*** SELECTED PASSAGE

Sunday, September 30, 2012
Thoughts before I start typing:
- Another day of being thankful for favors and blessings
- Choosing what I can live without and what I can live with or vice versa.
That is the problem with this disease I have internally this debate trying to figure out how bad things can be, and will I be able to live with that, or better yet it is more like ‘what will I have to live with next’. Since of course I don’t have a choice but to deal with it since I can’t go down that road & I have too much to live for.
I have been working since I was a teenager to be bigger and badder and be someone who makes a difference for myself, my kids, and someone that my grandmother can look towards as tough enough against this world. Now it seems like my body is fighting to take all that effort and work that I put into my life and making it disappear, to look like I haven’t been fighting the good fight. I am having a hard time with this right now. I am on the fence knowing the old me is gone replaced with the individual that I am now who is more dependent on others as opposed to how the perceived person inside me would have been able to do it alone. One side of me wants to just lie down and give up to the illness, but the other side of me that was such a tough broad before can’t go down that road in this life. Unfortunately MS is not something I can beat into submission or fight against, it will win most of the time. Drugs can help, but in the end that is still outside help from others.
Montel Williams said, with tears in his eyes, that the drug he uses helps him become a productive member of society again. I get that completely. I want to become a more productive person like before. I was not built to be this person that MS has made me become, and I don’t know how to wrap my mind around these circumstances. I am pretty sure I look and act confused and off kilter to all the people who are around me, which makes their lives difficult in a way I wish I could fix for them. I can’t. I have to get use to saying ‘I can’t’ unfortunately, and that takes almost a rewiring of my system.
Just like the world has no idea who I was or who I am inside, those things are not something that I can explain to every person or doctor that I meet with every move. Every move takes a little more out of me to continue to explain my medical problems, my history, and I feel like I have to put on a face for every new person I meet because they won’t understand who I am, or my history if I don’t. More than once or twice I have thought about just throwing this whole life away so that I can be alone. Then of course after a few minutes or hours I realize that it wouldn’t really solve my problems or the problems that are surrounding my disease. I love my husband, I love my kids, and I love being with them so I can’t live without them I don’t think. I hate that I keep saying ‘I want’ instead of ‘Let me do’ I am mad as hell that this has become my life right now. Then I am confused because if I am honest I am blessed, and I don’t have a ‘right’ to be mad at the situation that I am in because I am blessed. There are times though when I will lose to my anger and lash out, I know I will. I want to be thankful and right, but I know me well enough to know that anger has been my mode of coping in the past so it will be that way again.
How do you tell the person around you the anger inside isn’t because of them? How do you tell family that anger over my existence isn’t their fault? I haven’t found a way to say these things in a way that doesn’t clash with person inside of me that wants to control everything. Still looking for that knowledge and balance, and I figure most people go through this journey at least once in their lives. I want to say 'I am blessed' and move on to the next hurdle, but some days I just want to shout down the walls, and then other days I just wanna take the entire package that I am strapped with into the woodshed and beat the hell out of it. If on those later days it seems like I don't appreciate enough it just means my appreciation is buried a little deep for a little while.

******
*** GIVEN DATA

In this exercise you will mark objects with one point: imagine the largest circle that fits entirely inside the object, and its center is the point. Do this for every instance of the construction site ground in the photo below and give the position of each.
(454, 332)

******

=== DIRECTIONS ===
List every word or phrase that the MS journal entry sets off in single quotation marks.

=== ANSWER ===
- what will I have to live with next
- I can't
- I want
- Let me do
- right
- I am blessed